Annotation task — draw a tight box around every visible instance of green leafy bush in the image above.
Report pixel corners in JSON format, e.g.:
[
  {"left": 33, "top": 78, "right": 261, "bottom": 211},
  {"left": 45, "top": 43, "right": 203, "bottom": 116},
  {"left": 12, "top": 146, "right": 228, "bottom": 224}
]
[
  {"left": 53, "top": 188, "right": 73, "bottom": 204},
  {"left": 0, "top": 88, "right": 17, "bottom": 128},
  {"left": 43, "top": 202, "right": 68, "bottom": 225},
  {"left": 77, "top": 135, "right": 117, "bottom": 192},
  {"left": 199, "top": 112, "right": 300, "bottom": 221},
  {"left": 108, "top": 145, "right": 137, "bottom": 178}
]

EXERCISE INSTRUCTIONS ::
Transcribe the full listing. Change nothing.

WRITTEN RESPONSE ::
Annotation task — draw a tight box around every visible instance of green leafy bush in the image above.
Report pixel corners in JSON format, e.g.:
[
  {"left": 33, "top": 78, "right": 261, "bottom": 211},
  {"left": 45, "top": 43, "right": 203, "bottom": 116},
  {"left": 12, "top": 146, "right": 228, "bottom": 224}
]
[
  {"left": 53, "top": 188, "right": 73, "bottom": 204},
  {"left": 0, "top": 88, "right": 17, "bottom": 128},
  {"left": 43, "top": 202, "right": 68, "bottom": 225},
  {"left": 77, "top": 135, "right": 117, "bottom": 192},
  {"left": 199, "top": 112, "right": 300, "bottom": 221},
  {"left": 108, "top": 145, "right": 137, "bottom": 178}
]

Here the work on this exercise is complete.